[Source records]

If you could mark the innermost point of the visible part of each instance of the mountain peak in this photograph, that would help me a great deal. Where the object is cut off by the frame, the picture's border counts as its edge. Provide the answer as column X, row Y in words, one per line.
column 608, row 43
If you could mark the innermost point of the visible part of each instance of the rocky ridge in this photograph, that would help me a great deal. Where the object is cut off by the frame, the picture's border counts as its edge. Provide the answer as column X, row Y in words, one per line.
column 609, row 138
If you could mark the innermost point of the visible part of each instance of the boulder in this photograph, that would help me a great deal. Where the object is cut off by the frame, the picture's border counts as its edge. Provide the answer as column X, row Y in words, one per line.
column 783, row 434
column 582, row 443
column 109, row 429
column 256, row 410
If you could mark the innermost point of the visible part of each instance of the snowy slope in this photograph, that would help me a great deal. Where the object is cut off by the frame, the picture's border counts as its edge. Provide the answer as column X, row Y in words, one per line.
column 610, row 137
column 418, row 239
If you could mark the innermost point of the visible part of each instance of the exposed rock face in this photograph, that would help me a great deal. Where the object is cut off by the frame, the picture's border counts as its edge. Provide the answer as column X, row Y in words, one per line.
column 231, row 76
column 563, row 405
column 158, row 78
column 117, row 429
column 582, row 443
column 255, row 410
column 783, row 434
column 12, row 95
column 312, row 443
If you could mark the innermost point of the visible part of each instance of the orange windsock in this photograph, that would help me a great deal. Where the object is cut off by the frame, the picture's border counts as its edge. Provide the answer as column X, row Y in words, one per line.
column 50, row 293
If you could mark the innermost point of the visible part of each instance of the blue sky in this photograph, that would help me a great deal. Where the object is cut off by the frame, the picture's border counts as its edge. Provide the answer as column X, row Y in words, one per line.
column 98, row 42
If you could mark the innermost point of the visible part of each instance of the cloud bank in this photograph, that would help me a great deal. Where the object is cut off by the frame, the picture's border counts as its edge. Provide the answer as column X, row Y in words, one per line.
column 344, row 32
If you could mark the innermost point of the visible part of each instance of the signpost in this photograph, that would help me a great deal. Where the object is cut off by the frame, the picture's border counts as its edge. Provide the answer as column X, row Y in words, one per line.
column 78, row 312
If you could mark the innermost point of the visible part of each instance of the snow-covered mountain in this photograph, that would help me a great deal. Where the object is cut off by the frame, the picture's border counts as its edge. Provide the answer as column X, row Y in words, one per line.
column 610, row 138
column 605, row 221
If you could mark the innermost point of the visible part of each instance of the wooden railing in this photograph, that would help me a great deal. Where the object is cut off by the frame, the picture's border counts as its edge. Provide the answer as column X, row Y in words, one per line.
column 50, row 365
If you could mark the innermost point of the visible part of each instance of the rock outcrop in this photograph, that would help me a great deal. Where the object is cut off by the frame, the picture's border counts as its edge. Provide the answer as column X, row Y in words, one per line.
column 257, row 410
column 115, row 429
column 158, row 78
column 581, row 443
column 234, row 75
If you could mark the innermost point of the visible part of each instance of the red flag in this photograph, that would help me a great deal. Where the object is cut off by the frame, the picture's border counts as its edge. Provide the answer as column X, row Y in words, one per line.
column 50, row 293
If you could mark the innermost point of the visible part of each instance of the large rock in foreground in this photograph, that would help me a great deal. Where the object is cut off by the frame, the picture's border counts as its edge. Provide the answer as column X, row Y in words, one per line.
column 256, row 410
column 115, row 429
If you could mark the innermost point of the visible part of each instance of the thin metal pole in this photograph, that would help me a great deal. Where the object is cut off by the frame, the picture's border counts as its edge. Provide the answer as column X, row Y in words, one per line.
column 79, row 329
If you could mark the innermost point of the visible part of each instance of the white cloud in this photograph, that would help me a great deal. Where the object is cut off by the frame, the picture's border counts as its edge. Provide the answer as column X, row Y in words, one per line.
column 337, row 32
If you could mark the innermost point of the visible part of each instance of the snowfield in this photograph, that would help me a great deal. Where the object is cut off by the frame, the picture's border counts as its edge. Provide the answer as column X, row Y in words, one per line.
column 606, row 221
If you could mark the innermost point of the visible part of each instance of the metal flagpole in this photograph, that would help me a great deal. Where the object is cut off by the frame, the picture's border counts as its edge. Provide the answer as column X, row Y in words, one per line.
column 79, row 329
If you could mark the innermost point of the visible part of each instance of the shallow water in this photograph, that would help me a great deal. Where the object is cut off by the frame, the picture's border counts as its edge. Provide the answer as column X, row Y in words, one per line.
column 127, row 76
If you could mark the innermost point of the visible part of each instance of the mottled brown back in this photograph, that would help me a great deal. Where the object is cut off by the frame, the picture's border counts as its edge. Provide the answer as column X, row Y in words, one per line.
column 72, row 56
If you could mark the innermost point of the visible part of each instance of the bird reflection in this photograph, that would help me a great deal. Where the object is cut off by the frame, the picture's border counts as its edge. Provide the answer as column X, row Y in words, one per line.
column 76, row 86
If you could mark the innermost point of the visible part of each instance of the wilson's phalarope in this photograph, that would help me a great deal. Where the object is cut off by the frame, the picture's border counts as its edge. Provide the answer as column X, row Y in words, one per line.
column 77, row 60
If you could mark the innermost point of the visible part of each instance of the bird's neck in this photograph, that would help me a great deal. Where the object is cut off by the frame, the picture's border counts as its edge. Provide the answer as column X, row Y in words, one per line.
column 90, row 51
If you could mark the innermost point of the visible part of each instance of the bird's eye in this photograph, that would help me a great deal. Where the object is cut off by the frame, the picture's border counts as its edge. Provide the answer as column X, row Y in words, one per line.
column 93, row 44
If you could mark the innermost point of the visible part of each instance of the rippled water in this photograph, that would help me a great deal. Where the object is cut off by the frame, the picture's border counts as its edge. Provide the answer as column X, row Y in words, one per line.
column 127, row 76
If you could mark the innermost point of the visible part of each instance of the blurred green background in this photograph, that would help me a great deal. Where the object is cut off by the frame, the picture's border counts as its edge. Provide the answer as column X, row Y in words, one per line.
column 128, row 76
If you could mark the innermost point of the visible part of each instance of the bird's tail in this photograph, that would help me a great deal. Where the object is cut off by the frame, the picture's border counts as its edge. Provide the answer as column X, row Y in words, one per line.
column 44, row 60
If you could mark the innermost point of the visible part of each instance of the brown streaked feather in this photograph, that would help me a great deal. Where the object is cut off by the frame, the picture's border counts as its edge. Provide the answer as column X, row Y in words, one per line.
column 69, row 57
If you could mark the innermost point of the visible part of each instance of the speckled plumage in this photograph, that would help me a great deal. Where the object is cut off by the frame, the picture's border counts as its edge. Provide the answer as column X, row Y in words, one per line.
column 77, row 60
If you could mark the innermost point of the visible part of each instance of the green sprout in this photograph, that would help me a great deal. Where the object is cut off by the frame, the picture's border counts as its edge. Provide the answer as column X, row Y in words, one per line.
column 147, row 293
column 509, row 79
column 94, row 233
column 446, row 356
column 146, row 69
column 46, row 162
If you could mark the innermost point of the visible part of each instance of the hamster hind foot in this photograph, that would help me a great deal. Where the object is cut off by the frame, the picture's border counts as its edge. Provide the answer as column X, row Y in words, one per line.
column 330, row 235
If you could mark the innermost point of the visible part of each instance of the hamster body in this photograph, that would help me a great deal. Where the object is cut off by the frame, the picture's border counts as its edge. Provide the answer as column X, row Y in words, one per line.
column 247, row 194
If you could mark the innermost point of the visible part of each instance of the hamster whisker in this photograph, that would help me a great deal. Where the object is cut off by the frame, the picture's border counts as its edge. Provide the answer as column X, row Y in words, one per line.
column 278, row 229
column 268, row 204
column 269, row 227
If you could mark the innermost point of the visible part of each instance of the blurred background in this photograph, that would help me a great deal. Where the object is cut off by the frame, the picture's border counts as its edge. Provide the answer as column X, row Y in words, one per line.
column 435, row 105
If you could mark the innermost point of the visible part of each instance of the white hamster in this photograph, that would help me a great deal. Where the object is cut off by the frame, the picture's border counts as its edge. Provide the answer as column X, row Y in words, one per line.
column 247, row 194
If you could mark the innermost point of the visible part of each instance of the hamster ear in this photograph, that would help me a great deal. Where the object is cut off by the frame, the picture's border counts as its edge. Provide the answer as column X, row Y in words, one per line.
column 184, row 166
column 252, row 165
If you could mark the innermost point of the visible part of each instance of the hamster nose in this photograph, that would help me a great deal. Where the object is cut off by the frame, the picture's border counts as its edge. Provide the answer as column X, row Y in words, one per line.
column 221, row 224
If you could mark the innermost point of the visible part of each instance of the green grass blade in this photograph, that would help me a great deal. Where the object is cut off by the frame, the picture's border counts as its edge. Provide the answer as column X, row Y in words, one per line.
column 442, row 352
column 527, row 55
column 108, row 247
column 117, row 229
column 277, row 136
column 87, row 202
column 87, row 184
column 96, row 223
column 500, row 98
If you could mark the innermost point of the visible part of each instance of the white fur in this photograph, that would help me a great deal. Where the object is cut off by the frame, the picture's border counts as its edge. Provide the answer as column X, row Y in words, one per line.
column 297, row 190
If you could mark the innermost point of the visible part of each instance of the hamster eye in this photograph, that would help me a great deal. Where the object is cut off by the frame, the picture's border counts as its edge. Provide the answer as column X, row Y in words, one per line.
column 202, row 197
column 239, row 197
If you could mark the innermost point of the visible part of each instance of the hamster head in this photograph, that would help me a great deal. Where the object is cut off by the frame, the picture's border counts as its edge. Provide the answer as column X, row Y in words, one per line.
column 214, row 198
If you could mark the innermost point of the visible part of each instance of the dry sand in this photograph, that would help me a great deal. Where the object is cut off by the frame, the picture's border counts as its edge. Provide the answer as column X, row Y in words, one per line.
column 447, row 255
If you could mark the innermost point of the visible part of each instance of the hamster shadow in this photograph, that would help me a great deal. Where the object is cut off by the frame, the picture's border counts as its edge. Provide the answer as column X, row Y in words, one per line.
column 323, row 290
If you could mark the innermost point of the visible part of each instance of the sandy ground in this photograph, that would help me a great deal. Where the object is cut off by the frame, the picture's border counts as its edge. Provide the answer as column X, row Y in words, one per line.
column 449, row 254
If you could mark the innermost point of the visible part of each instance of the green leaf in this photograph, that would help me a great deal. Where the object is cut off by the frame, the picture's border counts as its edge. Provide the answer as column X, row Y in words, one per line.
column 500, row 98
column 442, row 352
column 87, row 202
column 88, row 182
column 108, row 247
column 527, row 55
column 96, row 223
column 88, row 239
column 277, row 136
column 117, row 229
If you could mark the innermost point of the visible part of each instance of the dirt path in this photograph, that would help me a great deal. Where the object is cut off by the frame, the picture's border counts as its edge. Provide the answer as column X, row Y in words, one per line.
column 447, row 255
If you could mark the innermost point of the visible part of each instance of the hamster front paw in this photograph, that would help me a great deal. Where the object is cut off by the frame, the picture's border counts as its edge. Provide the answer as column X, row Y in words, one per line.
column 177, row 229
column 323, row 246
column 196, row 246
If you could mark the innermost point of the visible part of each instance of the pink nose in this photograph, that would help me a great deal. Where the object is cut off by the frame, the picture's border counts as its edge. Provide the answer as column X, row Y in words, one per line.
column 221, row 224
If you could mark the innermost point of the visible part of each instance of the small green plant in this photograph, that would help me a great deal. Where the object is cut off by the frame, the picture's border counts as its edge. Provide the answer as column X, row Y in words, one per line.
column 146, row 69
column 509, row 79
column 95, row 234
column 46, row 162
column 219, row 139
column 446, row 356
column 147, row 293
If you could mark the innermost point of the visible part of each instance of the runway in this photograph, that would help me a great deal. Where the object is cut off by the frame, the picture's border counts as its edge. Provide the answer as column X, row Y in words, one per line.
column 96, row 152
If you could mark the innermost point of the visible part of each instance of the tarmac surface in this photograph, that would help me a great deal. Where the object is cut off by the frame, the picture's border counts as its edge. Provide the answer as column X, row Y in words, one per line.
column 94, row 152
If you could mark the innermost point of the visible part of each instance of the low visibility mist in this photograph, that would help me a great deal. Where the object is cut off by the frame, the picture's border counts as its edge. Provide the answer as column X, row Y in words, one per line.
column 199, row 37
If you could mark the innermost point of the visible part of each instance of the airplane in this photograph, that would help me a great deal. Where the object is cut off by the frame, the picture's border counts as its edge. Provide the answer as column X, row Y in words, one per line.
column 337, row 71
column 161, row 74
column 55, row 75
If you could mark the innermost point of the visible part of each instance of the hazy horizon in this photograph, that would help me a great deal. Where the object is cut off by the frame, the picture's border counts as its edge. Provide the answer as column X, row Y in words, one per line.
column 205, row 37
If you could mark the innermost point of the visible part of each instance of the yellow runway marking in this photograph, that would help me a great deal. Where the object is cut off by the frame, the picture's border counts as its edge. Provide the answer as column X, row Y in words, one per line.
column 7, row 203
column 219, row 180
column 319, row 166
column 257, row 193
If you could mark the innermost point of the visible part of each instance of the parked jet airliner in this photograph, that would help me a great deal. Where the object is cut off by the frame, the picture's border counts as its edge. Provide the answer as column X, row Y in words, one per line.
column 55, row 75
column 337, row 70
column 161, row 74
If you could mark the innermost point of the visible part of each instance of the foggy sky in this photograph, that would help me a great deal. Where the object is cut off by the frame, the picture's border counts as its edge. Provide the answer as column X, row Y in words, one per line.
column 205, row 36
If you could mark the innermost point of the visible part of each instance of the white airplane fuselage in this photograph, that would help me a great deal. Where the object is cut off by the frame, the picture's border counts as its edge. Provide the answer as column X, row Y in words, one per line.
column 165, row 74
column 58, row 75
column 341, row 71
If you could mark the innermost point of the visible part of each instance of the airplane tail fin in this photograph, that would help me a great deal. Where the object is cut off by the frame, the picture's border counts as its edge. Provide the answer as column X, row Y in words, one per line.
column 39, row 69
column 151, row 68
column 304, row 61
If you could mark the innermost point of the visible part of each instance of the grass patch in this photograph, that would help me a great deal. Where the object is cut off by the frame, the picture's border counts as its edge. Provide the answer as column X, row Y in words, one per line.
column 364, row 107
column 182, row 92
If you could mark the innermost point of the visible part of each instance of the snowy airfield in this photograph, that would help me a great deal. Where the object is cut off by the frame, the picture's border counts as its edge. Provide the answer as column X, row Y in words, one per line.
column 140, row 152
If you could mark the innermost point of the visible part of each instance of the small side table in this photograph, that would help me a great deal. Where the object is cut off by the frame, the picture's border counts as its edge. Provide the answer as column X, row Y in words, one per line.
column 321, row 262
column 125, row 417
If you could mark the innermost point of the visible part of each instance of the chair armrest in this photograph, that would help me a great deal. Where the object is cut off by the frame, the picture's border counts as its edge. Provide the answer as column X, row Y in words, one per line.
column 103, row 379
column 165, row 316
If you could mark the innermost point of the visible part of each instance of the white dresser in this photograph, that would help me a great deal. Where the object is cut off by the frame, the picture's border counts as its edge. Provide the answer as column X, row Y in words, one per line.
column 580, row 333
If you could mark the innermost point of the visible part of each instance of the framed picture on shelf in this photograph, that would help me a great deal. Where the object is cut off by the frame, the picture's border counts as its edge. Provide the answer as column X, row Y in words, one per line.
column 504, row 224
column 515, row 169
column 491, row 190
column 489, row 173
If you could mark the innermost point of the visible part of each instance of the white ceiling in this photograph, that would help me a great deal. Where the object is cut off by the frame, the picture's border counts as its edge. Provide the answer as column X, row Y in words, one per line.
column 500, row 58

| Goal |
Lay out the records from the line with "the green sprout" up to and including the line with "column 269, row 227" as a two-column CSV with the headers input and output. Give one row per record, with its text under input and its answer under output, each field quoted and any line breaks replaced by spaces.

| Problem solution |
input,output
"If you could mark the innermost point of the visible part of each instance of the green sprout in this photograph, that would help me a great deal. Where the object is cut off by the frame, the picture's border counts as its edge. Provide the answer as column X, row Y in words, one per line.","column 147, row 293 column 509, row 79 column 94, row 233 column 446, row 356 column 146, row 69 column 46, row 162"
"If you could mark the innermost point of the visible part of each instance of the hamster hind foot in this photograph, that would help me a great deal. Where the object is cut off by the frame, the picture's border counts as its edge. Provide the answer as column X, row Y in words, one per line.","column 330, row 235"
"If you could mark the innermost point of the visible part of each instance of the hamster body in this photograph, that would help me a great deal. Where the object is cut off by the frame, the picture's border counts as its edge. Provide the answer as column X, row Y in words, one per line.","column 247, row 194"
"If you could mark the innermost point of the visible part of each instance of the hamster whisker in this photograph, that would help me a great deal. Where the object is cut off by the frame, the picture's border counts as its edge. Provide the answer as column X, row Y in words, one per line.","column 278, row 229 column 268, row 204 column 269, row 227"